Given entries —
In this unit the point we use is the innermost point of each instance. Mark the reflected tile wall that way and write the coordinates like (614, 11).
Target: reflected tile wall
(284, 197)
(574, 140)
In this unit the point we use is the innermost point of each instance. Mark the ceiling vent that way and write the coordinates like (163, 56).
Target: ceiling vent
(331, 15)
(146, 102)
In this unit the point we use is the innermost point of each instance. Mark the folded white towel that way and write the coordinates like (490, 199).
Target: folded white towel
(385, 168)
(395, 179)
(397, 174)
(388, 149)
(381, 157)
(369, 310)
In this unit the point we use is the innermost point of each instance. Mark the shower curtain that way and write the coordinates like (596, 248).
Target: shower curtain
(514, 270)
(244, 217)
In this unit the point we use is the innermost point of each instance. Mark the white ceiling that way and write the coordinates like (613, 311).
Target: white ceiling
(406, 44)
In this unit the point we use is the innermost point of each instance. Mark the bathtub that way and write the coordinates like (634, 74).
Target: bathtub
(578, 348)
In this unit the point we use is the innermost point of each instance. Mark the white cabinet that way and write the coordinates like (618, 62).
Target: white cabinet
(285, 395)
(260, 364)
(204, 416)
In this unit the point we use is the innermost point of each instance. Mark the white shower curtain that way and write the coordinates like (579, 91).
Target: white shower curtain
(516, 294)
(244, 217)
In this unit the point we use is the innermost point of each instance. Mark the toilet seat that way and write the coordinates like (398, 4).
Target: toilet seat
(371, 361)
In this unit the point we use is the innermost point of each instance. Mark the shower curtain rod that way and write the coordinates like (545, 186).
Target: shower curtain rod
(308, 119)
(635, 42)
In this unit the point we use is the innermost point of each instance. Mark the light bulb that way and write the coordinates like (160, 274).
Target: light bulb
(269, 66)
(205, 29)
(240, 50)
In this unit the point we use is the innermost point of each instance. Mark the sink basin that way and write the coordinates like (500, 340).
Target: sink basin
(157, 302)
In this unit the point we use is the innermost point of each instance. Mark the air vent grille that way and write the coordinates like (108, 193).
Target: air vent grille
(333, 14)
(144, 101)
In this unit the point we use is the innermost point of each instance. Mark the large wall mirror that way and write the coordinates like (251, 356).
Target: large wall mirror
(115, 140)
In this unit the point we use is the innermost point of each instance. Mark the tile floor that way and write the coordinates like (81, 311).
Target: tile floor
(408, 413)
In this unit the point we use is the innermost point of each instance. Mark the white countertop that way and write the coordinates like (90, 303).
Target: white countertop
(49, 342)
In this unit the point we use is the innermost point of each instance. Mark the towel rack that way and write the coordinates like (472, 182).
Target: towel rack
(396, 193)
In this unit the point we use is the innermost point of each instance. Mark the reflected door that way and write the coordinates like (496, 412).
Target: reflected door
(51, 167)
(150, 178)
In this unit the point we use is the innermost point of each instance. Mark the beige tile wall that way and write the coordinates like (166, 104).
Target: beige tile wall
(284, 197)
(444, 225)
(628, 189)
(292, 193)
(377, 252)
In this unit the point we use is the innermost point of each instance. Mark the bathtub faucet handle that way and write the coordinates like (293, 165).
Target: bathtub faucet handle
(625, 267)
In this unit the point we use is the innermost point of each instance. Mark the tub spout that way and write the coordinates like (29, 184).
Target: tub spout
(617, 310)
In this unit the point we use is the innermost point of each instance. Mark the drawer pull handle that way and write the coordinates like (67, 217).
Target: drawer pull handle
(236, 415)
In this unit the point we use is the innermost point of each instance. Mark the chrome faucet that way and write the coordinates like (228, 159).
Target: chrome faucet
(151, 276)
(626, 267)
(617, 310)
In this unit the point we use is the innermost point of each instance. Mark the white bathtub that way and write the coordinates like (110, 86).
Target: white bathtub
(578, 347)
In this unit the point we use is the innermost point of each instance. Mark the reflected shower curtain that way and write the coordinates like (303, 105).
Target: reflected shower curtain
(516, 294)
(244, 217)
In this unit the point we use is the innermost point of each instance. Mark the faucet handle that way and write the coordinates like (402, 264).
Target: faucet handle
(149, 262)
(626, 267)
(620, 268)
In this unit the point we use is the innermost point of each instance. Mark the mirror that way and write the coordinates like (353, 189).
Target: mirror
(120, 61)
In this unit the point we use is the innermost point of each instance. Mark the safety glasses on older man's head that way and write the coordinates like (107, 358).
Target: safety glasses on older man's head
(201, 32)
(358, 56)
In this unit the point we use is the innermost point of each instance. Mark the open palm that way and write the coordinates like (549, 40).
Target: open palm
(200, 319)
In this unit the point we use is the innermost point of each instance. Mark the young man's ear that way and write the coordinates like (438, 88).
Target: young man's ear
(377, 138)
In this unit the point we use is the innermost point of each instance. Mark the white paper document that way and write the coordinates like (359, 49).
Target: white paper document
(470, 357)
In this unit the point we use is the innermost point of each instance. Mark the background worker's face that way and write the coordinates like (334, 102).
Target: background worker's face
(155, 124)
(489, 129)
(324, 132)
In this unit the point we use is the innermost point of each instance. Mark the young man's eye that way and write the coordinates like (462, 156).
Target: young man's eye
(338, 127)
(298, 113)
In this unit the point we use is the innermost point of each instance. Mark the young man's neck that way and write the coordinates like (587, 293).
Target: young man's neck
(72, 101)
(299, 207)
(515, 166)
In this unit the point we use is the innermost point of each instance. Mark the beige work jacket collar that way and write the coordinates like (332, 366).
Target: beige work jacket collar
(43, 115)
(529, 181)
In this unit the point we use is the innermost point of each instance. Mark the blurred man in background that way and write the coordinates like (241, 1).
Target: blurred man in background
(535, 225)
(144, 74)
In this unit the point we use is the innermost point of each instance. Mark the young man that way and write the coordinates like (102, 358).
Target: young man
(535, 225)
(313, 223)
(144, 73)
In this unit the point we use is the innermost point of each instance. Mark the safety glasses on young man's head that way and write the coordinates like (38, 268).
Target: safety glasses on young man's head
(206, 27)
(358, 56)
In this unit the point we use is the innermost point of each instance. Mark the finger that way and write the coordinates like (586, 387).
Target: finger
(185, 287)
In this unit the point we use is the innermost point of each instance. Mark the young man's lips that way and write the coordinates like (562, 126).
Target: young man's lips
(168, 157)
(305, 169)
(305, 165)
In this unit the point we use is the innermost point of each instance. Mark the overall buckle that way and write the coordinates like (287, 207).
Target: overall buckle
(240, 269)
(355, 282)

Task goal — Turn the listing above into a Markdown table with the columns Row and Line. Give each non-blank line its own row, numbered in order under Row, with the line's text under Line.

Result of this exercise —
| Row | Line |
|---|---|
| 1 | In this unit the point we use is the innermost point of each instance. Mark the reflected tile wall that way and write the coordinates like (614, 11). |
| 2 | Target: reflected tile wall |
| 3 | (284, 197) |
| 4 | (574, 140) |
| 5 | In this unit the point we use is the innermost point of each instance. Mark the ceiling vent that way and write the coordinates like (163, 56). |
| 6 | Target: ceiling vent |
| 7 | (331, 15) |
| 8 | (146, 102) |
| 9 | In this unit the point we use is the innermost point of each instance. Mark the folded white towel that way and write the coordinates like (490, 199). |
| 10 | Target: folded white towel |
| 11 | (385, 168) |
| 12 | (395, 179) |
| 13 | (397, 174) |
| 14 | (388, 149) |
| 15 | (381, 157) |
| 16 | (369, 310) |
| 17 | In this unit the point we use is the innermost point of each instance. Mark the shower curtain that way and write the coordinates like (596, 248). |
| 18 | Target: shower curtain |
| 19 | (514, 270) |
| 20 | (244, 217) |
| 21 | In this unit the point we use is the innermost point of each instance. Mark the white ceiling that way and write the coordinates like (613, 311). |
| 22 | Target: white ceiling |
| 23 | (406, 44) |
| 24 | In this unit the point we use is the innermost point of each instance. Mark the bathtub that way and write the coordinates like (634, 74). |
| 25 | Target: bathtub |
| 26 | (578, 348) |
| 27 | In this unit the point we use is the innermost point of each instance. Mark the white cabinet that way and write the coordinates like (618, 62). |
| 28 | Target: white cabinet |
| 29 | (285, 395) |
| 30 | (260, 364) |
| 31 | (204, 416) |
| 32 | In this unit the point we use is the innermost point of each instance. Mark the white shower curtain that way and write the coordinates like (579, 91). |
| 33 | Target: white shower curtain |
| 34 | (516, 294) |
| 35 | (244, 217) |
| 36 | In this unit the point we use is the innermost point of each instance. Mark the toilet seat that way and write the coordinates like (398, 4). |
| 37 | Target: toilet seat |
| 38 | (371, 361) |
| 39 | In this unit the point we use is the innermost point of each instance. Mark the shower curtain rod that way and write the coordinates like (545, 186). |
| 40 | Target: shower curtain rod |
| 41 | (308, 119) |
| 42 | (635, 42) |
| 43 | In this unit the point we use is the innermost point of each instance. Mark the light bulb that way and write the coordinates like (160, 274). |
| 44 | Target: light bulb |
| 45 | (269, 66) |
| 46 | (205, 29) |
| 47 | (240, 50) |
| 48 | In this unit the point we use is the innermost point of each instance. Mark the sink basin that way and write the coordinates like (500, 340). |
| 49 | Target: sink basin |
| 50 | (157, 302) |
| 51 | In this unit the point we use is the innermost point of each instance. Mark the air vent grille that way and write the coordinates like (108, 193). |
| 52 | Target: air vent grille |
| 53 | (333, 14) |
| 54 | (144, 101) |
| 55 | In this unit the point we use is the innermost point of each instance. Mark the large wall mirror that way and write the coordinates like (251, 356). |
| 56 | Target: large wall mirror |
| 57 | (115, 140) |
| 58 | In this unit the point we use is the innermost point of each instance. Mark the tile floor that way and write the coordinates like (81, 311). |
| 59 | Target: tile floor |
| 60 | (408, 413) |
| 61 | In this unit the point we use is the innermost point of each instance. Mark the white countertop that way and write the coordinates like (90, 303). |
| 62 | Target: white countertop |
| 63 | (49, 342) |
| 64 | In this unit the point we use is the innermost point of each instance. Mark the towel rack that way and write the coordinates like (472, 182). |
| 65 | Target: towel rack |
| 66 | (396, 193) |
| 67 | In this unit the point we use is the innermost point of each instance. Mark the reflected door that way and write the coordinates like (496, 412). |
| 68 | Target: reflected door |
| 69 | (51, 167) |
| 70 | (150, 178) |
| 71 | In this unit the point we use is the innermost point of each instance. Mark the beige tile wall that way and write the coordinates like (166, 104). |
| 72 | Target: beige tile wall |
| 73 | (284, 197) |
| 74 | (444, 225) |
| 75 | (628, 189) |
| 76 | (292, 193) |
| 77 | (377, 252) |
| 78 | In this unit the point we use is the innermost point of each instance. Mark the bathtub faucet handle that way and write the coordinates like (293, 165). |
| 79 | Target: bathtub faucet handle |
| 80 | (625, 267) |
| 81 | In this unit the point we use is the innermost point of each instance. Mark the tub spout that way and write the coordinates like (29, 184). |
| 82 | Target: tub spout |
| 83 | (617, 310) |
| 84 | In this unit the point we use is the innermost point of each instance. Mark the drawer pull handle that way and write the coordinates like (67, 217). |
| 85 | Target: drawer pull handle |
| 86 | (236, 415) |
| 87 | In this unit the point we use is the innermost point of each instance. Mark the chrome faucet that way and write the coordinates like (228, 159). |
| 88 | Target: chrome faucet |
| 89 | (151, 276) |
| 90 | (626, 267) |
| 91 | (617, 310) |
| 92 | In this unit the point we use is the innermost point of each instance. Mark the white bathtub that way and write the coordinates like (110, 86). |
| 93 | Target: white bathtub |
| 94 | (578, 347) |
| 95 | In this unit the point we use is the innermost point of each instance. Mark the reflected shower curtain that way and write the coordinates like (303, 105). |
| 96 | Target: reflected shower curtain |
| 97 | (516, 294) |
| 98 | (244, 217) |
| 99 | In this unit the point we use is the innermost point of each instance. Mark the faucet handle that way and write the coordinates like (402, 264). |
| 100 | Target: faucet handle |
| 101 | (149, 262) |
| 102 | (626, 267) |
| 103 | (620, 268) |
| 104 | In this unit the point we use is the innermost point of each instance. Mark the mirror that way and write the coordinates like (353, 189). |
| 105 | Target: mirror |
| 106 | (120, 61) |
| 107 | In this unit the point we use is the innermost point of each instance. Mark the safety glasses on older man's head that way and write the coordinates like (107, 358). |
| 108 | Target: safety glasses on older man's head |
| 109 | (201, 32) |
| 110 | (358, 56) |
| 111 | In this unit the point we use is the innermost point of each instance. Mark the open palm that way and write the coordinates like (549, 40). |
| 112 | Target: open palm |
| 113 | (200, 319) |
| 114 | In this unit the point we use is the innermost point of each instance. Mark the young man's ear that way and write the coordinates like (438, 88). |
| 115 | Target: young man's ear |
| 116 | (377, 138) |
| 117 | In this unit the point we use is the innermost point of each instance. Mark the white paper document that way and write the coordinates like (359, 49). |
| 118 | Target: white paper document |
| 119 | (470, 357) |
| 120 | In this unit the point we use is the innermost point of each instance. Mark the background worker's face that way and write the coordinates like (334, 102). |
| 121 | Target: background worker's face |
| 122 | (155, 124) |
| 123 | (489, 129) |
| 124 | (324, 132) |
| 125 | In this unit the point we use is the innermost point of each instance. Mark the young man's eye that way and write the coordinates like (462, 156). |
| 126 | Target: young man's eye |
| 127 | (338, 127) |
| 128 | (298, 113) |
| 129 | In this unit the point we use is the innermost point of each instance. Mark the young man's neck that way and write the coordinates like (587, 293). |
| 130 | Target: young man's neck |
| 131 | (72, 101) |
| 132 | (299, 207) |
| 133 | (515, 166) |
| 134 | In this unit the point we use is the innermost point of each instance. Mark the beige work jacket collar that way and write the coordinates like (332, 366). |
| 135 | Target: beige work jacket collar |
| 136 | (43, 115) |
| 137 | (529, 181) |
| 138 | In this unit the point we use is the innermost point of each instance. Mark the blurred man in background that way and write the coordinates like (241, 1). |
| 139 | Target: blurred man in background |
| 140 | (535, 225) |
| 141 | (144, 74) |
| 142 | In this unit the point we use is the innermost point of each instance. Mark the young man that way and write the coordinates like (102, 358). |
| 143 | Target: young man |
| 144 | (535, 225) |
| 145 | (313, 223) |
| 146 | (144, 73) |
| 147 | In this unit the point we use is the innermost point of each instance. Mark the safety glasses on young man's head that way and write the coordinates like (38, 268). |
| 148 | Target: safety glasses on young man's head |
| 149 | (206, 27) |
| 150 | (358, 56) |
| 151 | In this unit the point we use is the innermost point of each instance. Mark the finger that way and write the coordinates like (586, 387). |
| 152 | Target: finger |
| 153 | (185, 287) |
| 154 | In this unit the point we use is the innermost point of each instance. Mark the young man's lips that way and write the coordinates like (562, 126). |
| 155 | Target: young man's lips |
| 156 | (168, 157) |
| 157 | (305, 169) |
| 158 | (305, 165) |
| 159 | In this unit the point we use is the innermost point of each instance. Mark the overall buckle that way and write the coordinates like (287, 207). |
| 160 | Target: overall buckle |
| 161 | (240, 269) |
| 162 | (355, 282) |